A run of records:
==============================

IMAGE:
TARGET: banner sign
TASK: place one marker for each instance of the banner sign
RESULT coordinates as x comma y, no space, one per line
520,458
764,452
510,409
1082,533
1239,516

==============================

[Task to carry out] Could you write out every line of the listing above again, requests included, shifting each x and y coordinate in the answers up by 56?

[Response to the task]
IMAGE:
TARGET: banner sign
TASK: place one marker for each instance of the banner sign
RESULT coordinates as x comma y, no space, one per line
576,514
820,508
566,465
1138,589
1295,572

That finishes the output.